24En la matière, lorsque le conducteur victime a commis une faute, la jurisprudence exclut son droit à réparation en se référant à la qualification de « cause exclusive de l’accident »697.
25Dans les premières années d’application de la réforme, les Tribunaux ont oscillé entre deux conceptions de la notion de cause exclusive. Certaines décisions estimaient que la faute du conducteur victime devait être qualifiée de cause exclusive lorsqu’elle présentait pour l’autre conducteur les caractères de la force majeure698. D’autres décisions conféraient une certaine autonomie à la notion de cause exclusive en n’exigeant pas sa qualification au regard des critères de la force majeure699, au point que pendant un temps, la notion de cause exclusive fut placée sous les feux de l’actualité jurisprudentielle, tant il semblait qu’elle se détachait de la force majeure700. Cependant, une doctrine majoritaire était hostile à ce courant jurisprudentiel qui réservait au conducteur victime, un sort beaucoup moins enviable que celui d’une victime de droit commun. C’est ainsi qu’en 1997701, la Chambre mixte de la Cour de cassation a précisé que pour que la réparation du préjudice subi par un conducteur soit réduite ou exclue, ce dernier devait avoir commis une faute ayant contribué à la réalisation de ce dommage. Cette décision a conduit M. Leduc a précisé que « finalement, l’histoire de la jurisprudence relative à l’article 4 de la loi du 5 juillet 1985 aura été celle du refoulement inexorable de la cause exclusive, à laquelle le juge avait malencontreusement fait appel »702. Le graphisme703 (Figure III), fait apparaître que le comportement du conducteur fautif repose sur deux notions majeures, et il ne semble pas que, dans ce domaine, la cause exclusive subisse un quelconque « refoulement » de la part des juges.
26Pour exclure de tout droit à réparation le conducteur fautif, la Cour de cassation704 utilise la notion de « cause exclusive de l’accident » dans près de 90 % des cas - soit 63 arrêts sur 71 qui concernent le refus d’indemnisation -. La Cour de cassation qualifie parfois improprement le comportement du conducteur comme « cause exclusive du dommage », alors qu’il serait plus exact, en matière d’exclusion de réparation, de le qualifier de « cause exclusive de l’accident ». Toute référence au dommage, dans cette hypothèse, est insuffisante. En effet, le dommage causé ou subi n’est qu’une composante de la circonstance accidentelle. Ainsi, pour être exclusive de tout droit à réparation, la faute du conducteur doit avoir été génératrice de l’accident dans sa globalité et non simplement d’un dommage. Par là même, l’accident doit se comprendre comme la combinaison des dommages.
27C’est pourquoi, s’agissant de limiter la réparation du conducteur fautif, ont doit approuver la notion de « cause partielle du dommage » à laquelle se réfère la jurisprudence. Telle est l’attitude adoptée par la Cour de cassation, qui dans 85 % des litiges relatifs à ce cas de figure - soit 33 arrêts sur 39 - procède à cette qualification idoine. Comme précédemment, on notera la même résurgence erronée de la notion de « cause partielle de l’accident » lorsqu’il s’agit de statuer sur la limitation de la réparation due au conducteur fautif.

### Extraits des entrées
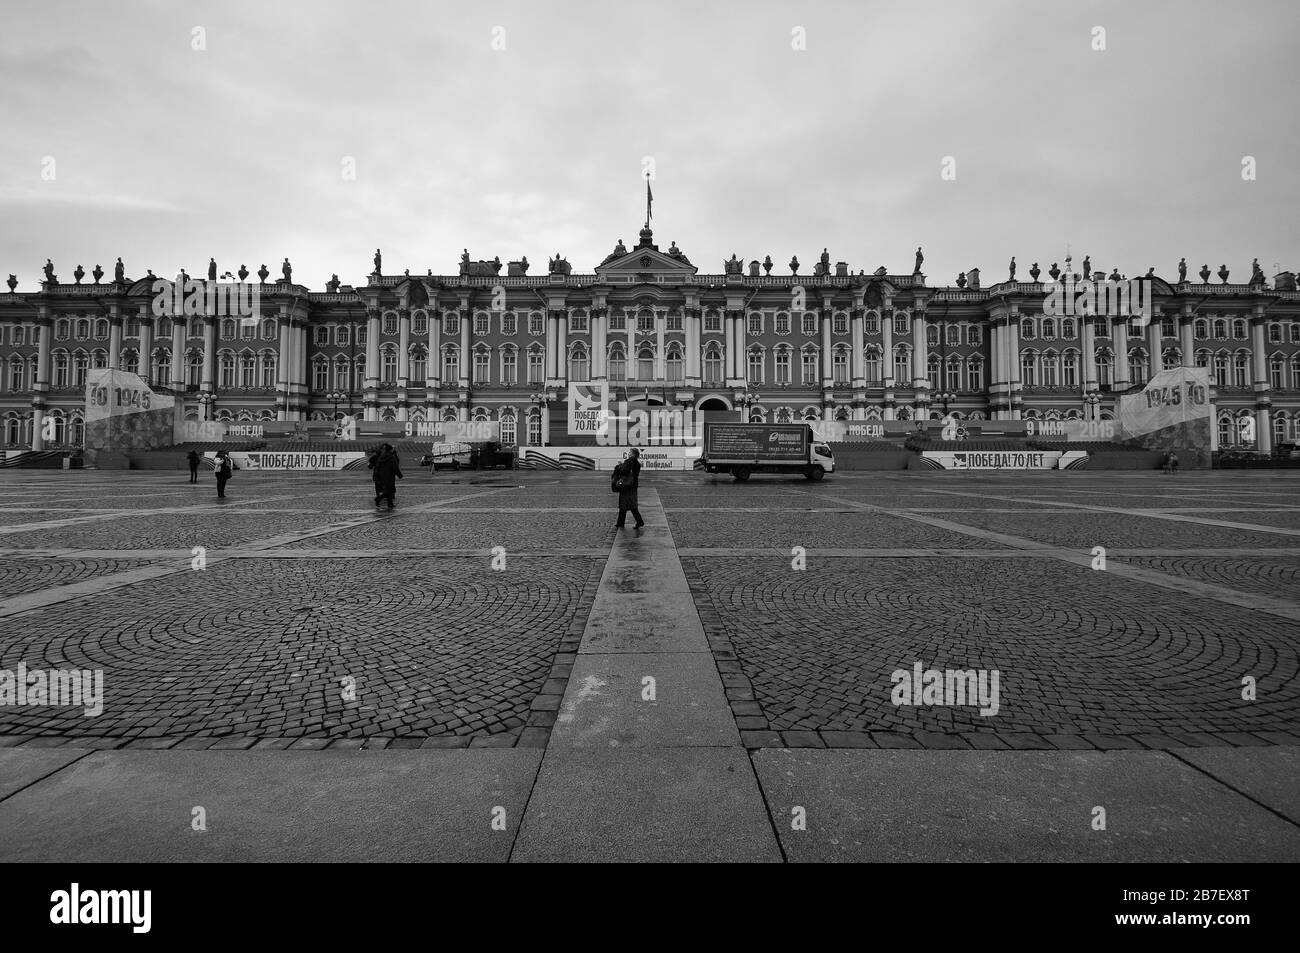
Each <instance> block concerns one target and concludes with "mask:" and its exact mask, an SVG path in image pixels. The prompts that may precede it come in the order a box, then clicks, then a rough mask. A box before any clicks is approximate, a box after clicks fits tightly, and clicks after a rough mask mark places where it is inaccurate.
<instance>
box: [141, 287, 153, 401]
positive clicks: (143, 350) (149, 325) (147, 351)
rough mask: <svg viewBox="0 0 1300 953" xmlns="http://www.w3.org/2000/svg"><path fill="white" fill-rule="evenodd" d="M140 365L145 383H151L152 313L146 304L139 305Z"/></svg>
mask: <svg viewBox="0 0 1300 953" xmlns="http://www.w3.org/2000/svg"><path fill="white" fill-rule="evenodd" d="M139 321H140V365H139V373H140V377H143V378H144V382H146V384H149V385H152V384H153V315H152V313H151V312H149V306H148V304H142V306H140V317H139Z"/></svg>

---

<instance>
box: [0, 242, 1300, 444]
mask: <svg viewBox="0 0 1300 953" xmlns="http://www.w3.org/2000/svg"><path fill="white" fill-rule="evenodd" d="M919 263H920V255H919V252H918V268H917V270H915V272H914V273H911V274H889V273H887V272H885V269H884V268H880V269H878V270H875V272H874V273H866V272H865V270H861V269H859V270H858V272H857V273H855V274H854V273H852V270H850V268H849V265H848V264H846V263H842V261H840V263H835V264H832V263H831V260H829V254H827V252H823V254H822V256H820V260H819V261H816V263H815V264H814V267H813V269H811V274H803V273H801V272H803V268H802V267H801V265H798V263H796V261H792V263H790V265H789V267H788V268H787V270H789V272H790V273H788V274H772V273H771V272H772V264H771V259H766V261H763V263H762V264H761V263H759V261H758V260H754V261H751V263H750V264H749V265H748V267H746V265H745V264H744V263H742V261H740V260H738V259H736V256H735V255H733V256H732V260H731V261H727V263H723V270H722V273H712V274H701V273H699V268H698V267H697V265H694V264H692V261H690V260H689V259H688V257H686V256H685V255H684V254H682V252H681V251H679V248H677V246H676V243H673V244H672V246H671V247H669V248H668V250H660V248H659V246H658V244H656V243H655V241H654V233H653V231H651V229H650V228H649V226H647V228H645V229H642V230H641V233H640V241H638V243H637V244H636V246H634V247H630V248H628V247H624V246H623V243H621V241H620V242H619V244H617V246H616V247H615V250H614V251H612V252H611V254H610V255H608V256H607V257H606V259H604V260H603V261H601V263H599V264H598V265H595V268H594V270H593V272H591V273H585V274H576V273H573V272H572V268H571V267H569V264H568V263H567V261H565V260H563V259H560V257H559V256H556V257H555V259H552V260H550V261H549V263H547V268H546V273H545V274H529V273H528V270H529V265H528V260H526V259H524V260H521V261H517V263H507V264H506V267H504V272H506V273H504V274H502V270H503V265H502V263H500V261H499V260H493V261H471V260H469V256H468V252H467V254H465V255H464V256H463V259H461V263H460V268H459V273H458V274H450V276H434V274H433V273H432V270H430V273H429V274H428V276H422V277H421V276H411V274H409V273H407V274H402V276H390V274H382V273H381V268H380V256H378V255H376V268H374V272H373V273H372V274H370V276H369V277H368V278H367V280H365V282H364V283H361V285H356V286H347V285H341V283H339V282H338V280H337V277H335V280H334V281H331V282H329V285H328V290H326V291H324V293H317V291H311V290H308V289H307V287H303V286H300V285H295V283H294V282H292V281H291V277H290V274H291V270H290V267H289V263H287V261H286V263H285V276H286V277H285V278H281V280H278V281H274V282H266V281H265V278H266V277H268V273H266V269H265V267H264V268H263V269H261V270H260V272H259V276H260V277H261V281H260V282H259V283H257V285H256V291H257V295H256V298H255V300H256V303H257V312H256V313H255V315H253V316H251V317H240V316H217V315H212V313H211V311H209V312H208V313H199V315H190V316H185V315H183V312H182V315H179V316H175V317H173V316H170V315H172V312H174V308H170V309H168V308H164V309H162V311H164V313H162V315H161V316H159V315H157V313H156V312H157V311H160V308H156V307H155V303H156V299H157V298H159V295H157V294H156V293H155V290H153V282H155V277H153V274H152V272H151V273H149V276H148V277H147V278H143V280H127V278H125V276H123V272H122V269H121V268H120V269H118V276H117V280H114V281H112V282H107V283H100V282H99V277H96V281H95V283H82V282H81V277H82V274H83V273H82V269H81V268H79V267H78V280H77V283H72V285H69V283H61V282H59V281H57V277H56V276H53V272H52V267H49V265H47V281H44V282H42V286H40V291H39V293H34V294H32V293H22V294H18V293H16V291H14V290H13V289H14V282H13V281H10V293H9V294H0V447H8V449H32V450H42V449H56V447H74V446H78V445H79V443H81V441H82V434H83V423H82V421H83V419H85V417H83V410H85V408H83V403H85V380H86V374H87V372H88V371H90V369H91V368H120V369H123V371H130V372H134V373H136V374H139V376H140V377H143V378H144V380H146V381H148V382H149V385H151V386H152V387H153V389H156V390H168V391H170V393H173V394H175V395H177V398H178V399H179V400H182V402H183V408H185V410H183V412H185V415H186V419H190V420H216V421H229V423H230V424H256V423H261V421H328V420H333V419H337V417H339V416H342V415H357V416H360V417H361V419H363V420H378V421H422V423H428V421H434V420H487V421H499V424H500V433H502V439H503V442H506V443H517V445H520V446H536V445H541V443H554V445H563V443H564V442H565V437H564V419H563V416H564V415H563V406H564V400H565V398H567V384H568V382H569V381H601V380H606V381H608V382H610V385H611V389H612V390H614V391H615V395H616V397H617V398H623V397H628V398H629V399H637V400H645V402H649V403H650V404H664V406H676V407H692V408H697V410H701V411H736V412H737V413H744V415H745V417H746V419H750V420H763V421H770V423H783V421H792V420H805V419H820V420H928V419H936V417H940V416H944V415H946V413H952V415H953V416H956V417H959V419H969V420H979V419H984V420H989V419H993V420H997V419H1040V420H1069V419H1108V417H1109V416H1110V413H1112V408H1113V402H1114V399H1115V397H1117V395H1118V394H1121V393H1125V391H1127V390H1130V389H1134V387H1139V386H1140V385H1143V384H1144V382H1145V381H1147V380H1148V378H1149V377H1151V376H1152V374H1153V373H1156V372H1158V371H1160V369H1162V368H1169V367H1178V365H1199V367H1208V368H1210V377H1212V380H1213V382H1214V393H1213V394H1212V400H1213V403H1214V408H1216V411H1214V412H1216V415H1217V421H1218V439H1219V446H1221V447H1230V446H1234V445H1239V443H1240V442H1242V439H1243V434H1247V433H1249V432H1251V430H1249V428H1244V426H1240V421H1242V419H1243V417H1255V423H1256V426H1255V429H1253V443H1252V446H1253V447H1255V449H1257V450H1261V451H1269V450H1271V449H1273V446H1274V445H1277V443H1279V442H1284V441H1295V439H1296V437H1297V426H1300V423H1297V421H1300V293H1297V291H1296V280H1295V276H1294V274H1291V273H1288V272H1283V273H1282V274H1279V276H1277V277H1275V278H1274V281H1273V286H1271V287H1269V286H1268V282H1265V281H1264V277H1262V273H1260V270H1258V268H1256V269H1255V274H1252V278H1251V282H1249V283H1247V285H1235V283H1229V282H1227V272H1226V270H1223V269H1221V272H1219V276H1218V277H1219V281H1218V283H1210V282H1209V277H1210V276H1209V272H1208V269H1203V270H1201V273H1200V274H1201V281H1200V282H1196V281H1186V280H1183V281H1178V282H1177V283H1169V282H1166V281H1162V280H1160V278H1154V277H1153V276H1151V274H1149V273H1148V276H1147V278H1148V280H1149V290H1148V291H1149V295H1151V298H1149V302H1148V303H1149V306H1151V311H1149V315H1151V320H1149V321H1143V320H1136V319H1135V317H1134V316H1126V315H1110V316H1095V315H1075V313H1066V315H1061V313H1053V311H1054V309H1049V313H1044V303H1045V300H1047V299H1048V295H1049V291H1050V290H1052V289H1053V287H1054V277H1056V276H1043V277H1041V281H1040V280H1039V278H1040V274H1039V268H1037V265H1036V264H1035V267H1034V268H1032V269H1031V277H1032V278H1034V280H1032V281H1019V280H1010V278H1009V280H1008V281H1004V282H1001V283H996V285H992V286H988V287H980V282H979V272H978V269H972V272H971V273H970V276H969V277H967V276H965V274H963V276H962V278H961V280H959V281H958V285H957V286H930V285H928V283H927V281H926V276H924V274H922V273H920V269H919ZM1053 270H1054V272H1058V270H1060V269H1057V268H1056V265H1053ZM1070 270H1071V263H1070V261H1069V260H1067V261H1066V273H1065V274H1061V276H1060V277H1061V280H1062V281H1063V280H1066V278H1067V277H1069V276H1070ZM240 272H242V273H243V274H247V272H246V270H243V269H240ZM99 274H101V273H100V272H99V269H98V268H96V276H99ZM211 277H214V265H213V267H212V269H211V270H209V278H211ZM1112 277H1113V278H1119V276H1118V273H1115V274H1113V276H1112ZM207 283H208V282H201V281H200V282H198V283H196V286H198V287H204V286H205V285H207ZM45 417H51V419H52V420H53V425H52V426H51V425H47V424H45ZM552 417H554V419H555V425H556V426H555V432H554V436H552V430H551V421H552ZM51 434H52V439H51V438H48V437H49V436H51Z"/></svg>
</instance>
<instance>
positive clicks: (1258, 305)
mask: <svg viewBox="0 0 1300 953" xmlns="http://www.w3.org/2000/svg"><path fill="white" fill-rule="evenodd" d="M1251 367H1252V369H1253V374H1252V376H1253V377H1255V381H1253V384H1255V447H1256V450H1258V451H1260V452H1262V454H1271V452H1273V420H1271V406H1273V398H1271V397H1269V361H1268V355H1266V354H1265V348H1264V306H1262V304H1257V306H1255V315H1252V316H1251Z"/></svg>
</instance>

### Consigne
Recopiez fidèlement, dans le texte sur la faute du conducteur victime présenté plus haut, tout ce qui va de « 27C’est pourquoi, s’agissant » jusqu'à « au conducteur fautif. ».

### Corrigé
27C’est pourquoi, s’agissant de limiter la réparation du conducteur fautif, ont doit approuver la notion de « cause partielle du dommage » à laquelle se réfère la jurisprudence. Telle est l’attitude adoptée par la Cour de cassation, qui dans 85 % des litiges relatifs à ce cas de figure - soit 33 arrêts sur 39 - procède à cette qualification idoine. Comme précédemment, on notera la même résurgence erronée de la notion de « cause partielle de l’accident » lorsqu’il s’agit de statuer sur la limitation de la réparation due au conducteur fautif.